:: EXERCISE AIM ::
For this exercise, output the line holding "Query: lattice steel tower" and all subsequent lines of the entries below, unchanged, up to and including the last.

:: DATA PROVIDED ::
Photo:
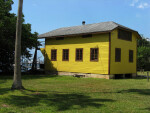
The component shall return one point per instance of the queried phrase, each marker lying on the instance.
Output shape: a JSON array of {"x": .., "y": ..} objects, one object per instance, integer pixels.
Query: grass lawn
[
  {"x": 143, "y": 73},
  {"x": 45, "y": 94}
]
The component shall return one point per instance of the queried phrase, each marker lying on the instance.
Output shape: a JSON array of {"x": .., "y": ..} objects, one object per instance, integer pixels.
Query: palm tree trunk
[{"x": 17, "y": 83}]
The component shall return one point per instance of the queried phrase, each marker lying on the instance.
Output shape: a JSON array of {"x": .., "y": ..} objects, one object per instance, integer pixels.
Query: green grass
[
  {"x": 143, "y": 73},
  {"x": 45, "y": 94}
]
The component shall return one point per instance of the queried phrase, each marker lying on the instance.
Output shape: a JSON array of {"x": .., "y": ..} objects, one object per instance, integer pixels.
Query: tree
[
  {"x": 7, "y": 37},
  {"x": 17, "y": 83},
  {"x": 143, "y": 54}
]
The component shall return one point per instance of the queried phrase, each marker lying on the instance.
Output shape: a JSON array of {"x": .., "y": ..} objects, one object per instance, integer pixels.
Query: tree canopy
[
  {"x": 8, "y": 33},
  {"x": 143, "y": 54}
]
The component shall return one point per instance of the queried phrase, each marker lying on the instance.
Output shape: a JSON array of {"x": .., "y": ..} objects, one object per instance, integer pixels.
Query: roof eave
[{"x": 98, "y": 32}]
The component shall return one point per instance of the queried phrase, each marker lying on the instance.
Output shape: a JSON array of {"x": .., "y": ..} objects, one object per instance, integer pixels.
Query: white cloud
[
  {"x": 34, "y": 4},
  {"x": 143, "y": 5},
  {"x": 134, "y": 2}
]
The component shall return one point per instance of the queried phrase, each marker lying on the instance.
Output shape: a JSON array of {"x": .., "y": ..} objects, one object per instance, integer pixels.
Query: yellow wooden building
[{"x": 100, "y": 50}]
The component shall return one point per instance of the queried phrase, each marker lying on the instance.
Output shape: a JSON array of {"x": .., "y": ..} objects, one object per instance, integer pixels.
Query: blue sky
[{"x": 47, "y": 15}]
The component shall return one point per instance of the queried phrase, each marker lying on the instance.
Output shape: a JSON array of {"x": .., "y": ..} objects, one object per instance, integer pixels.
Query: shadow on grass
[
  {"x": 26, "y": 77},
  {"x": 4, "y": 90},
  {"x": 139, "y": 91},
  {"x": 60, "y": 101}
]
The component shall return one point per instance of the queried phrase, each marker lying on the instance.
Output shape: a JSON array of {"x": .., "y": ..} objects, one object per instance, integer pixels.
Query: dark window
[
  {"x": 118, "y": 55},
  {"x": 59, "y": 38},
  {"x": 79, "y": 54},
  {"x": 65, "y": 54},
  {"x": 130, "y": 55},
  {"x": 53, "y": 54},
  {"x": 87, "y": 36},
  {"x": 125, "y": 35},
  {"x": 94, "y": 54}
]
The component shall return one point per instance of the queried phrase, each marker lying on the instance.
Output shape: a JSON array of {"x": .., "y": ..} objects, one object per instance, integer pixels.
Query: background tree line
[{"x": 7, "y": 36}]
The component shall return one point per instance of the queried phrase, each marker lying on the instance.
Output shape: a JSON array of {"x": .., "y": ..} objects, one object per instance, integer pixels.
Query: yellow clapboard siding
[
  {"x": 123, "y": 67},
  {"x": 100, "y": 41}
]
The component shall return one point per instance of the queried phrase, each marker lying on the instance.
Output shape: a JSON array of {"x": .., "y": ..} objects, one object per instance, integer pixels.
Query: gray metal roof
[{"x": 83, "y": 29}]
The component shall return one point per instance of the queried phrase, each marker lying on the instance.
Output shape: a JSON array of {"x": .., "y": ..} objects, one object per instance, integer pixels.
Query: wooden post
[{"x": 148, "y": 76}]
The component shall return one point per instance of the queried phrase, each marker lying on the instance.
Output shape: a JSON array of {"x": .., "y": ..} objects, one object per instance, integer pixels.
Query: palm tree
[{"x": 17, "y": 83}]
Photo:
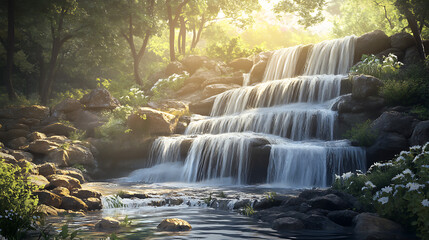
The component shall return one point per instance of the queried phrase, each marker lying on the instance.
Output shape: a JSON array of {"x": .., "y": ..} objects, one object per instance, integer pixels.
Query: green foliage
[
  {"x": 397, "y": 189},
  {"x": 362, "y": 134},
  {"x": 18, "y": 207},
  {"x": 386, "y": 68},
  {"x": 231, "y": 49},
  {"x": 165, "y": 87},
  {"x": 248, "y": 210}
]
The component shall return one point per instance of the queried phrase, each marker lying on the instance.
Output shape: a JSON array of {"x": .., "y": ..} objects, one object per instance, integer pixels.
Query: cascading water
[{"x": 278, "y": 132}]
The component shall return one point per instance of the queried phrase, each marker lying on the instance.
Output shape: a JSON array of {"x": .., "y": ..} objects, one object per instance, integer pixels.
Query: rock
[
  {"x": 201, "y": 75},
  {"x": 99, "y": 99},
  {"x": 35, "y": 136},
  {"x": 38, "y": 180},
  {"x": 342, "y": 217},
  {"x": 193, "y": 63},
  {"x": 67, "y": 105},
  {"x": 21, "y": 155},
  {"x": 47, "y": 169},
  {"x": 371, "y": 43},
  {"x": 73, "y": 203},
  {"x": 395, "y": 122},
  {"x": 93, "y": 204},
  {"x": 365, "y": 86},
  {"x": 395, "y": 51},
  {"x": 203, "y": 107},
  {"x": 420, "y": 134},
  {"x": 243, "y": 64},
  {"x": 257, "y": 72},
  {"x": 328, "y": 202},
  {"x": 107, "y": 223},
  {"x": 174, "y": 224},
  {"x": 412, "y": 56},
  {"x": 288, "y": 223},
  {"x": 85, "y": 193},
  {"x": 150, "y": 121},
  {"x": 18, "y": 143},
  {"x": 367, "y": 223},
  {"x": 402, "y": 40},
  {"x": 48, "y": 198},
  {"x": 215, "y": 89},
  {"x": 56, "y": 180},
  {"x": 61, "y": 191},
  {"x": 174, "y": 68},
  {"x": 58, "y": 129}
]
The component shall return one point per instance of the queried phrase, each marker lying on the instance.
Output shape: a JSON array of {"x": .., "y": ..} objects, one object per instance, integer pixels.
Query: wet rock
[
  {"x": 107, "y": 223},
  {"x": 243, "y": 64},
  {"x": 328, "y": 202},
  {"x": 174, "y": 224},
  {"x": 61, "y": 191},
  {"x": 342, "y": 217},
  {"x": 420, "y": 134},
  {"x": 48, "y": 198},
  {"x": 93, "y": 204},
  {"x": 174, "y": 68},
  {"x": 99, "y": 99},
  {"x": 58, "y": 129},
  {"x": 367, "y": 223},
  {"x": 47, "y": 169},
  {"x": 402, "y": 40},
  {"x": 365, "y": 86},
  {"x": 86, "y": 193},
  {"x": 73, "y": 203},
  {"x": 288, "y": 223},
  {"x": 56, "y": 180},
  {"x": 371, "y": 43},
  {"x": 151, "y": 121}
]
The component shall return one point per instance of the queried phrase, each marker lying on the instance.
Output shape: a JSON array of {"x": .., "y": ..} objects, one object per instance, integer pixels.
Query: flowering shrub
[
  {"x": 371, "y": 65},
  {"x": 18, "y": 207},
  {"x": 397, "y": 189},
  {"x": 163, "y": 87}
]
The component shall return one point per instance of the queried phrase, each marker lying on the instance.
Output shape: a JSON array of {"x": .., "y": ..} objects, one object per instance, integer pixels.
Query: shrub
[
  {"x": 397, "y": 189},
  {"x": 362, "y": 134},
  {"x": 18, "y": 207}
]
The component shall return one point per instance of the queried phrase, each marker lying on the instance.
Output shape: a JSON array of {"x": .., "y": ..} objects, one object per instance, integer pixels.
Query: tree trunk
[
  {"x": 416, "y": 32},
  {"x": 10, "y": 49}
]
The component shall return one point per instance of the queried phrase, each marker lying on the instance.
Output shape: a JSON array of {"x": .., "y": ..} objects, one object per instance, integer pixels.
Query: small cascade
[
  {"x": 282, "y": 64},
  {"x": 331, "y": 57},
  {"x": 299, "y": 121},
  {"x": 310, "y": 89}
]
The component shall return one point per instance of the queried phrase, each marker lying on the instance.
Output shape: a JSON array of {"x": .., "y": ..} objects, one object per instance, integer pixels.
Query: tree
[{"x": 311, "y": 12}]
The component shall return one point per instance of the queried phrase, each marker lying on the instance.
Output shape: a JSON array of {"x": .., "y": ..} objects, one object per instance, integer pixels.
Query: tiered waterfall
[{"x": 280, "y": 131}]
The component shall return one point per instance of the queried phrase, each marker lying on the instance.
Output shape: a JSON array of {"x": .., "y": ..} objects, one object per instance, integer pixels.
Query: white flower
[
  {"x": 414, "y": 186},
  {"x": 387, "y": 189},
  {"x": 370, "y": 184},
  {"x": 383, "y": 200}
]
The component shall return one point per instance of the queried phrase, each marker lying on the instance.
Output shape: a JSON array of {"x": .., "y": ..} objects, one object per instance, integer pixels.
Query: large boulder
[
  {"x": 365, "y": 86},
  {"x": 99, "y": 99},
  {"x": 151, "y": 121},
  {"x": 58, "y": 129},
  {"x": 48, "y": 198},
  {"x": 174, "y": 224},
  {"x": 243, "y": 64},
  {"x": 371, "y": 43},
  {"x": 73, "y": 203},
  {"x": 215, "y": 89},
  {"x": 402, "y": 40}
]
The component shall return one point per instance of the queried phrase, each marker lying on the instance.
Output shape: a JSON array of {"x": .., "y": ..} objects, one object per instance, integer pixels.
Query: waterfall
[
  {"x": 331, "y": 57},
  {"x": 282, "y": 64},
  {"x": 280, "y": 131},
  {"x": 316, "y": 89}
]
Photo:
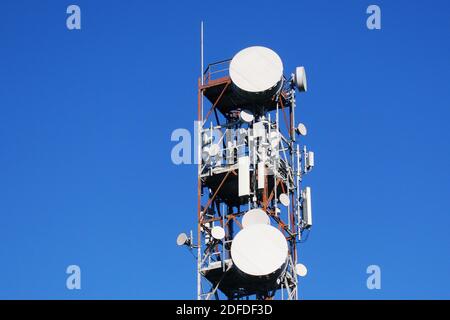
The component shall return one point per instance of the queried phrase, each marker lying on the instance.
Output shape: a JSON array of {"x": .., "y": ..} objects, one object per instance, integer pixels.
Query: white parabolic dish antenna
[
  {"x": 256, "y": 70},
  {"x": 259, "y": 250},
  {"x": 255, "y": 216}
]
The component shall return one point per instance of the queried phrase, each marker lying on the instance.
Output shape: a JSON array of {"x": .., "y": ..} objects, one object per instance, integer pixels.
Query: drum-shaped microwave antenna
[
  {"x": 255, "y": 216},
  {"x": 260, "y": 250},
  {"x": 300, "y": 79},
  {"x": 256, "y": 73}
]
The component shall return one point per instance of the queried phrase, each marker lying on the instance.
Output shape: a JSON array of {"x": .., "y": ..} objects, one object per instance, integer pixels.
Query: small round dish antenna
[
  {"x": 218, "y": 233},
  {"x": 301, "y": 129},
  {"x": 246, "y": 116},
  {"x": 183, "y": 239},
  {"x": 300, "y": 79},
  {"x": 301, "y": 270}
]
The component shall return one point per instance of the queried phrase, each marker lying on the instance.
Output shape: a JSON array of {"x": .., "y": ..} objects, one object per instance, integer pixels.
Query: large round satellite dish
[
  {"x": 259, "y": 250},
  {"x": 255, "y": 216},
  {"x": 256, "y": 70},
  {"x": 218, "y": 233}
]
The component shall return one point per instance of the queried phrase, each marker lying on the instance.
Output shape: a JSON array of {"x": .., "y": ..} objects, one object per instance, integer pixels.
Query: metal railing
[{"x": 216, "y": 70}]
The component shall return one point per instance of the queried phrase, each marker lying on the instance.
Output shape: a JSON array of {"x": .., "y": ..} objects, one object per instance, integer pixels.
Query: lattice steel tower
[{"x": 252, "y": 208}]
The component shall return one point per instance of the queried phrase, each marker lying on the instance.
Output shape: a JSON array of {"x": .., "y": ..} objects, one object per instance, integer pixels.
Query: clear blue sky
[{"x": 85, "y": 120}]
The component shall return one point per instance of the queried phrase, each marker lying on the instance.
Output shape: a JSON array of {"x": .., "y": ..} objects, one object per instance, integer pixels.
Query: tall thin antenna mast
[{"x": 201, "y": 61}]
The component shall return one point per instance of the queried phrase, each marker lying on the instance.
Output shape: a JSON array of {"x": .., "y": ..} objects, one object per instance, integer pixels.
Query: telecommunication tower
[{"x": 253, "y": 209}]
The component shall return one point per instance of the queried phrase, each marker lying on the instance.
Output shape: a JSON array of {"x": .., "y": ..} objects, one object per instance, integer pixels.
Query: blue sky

:: FINAL ANSWER ::
Query: lattice steel tower
[{"x": 252, "y": 208}]
The component shall return one point per instance of the queried phrase, each marker lying on the instance.
Output shape: a JSON array of {"x": .., "y": ..} objects, one object per instance, integer pixels.
Query: clear blue sky
[{"x": 85, "y": 120}]
The component shall return one point per instance of the queried phrase, each marker lying on the instance.
Output shape: a JSON array of {"x": .., "y": ..} objects, one object per instance, integer pixels.
Query: tall thin antenna mast
[{"x": 201, "y": 61}]
The component shall return one point per instance of the queried phrase, each marker lying on the instance.
Output shape: a JSON array of {"x": .., "y": ..} objects, one object per instance, integer pixels.
Query: telecommunication tower
[{"x": 253, "y": 209}]
The component shall return one point per instance of the queried phrase, each marker lying on the instance.
Output shape: a JSON array of {"x": .., "y": ..} objects, one object per instance, integer pixels.
Query: blue sky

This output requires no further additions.